§ 주어진 문제: 아래 목록에서 문자열 "wire"가 들어 있는 줄은 몇 개인지 그 수만 쓰시오.

─── 자료 ───

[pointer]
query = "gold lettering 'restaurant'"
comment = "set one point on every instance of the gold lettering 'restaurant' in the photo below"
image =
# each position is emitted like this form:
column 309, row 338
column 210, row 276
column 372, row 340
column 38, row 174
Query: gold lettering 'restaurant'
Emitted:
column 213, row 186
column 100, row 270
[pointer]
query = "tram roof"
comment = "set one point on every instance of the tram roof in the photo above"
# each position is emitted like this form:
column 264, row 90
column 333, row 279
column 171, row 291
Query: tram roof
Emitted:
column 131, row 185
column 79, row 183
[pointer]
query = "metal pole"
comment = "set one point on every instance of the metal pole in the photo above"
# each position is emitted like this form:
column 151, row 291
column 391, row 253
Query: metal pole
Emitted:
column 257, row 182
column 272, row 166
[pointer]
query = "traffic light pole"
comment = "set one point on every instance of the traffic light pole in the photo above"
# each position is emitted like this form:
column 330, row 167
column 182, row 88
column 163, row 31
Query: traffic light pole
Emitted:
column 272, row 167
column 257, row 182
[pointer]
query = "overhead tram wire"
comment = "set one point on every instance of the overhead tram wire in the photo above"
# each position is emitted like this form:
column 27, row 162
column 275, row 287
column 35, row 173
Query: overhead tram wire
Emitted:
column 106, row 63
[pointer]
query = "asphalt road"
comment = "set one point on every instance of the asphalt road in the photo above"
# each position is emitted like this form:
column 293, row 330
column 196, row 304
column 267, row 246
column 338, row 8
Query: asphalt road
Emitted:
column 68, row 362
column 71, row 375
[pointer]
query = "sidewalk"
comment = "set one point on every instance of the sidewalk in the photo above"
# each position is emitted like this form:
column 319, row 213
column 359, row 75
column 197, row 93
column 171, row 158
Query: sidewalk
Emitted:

───

§ 문제 풀이 결과: 3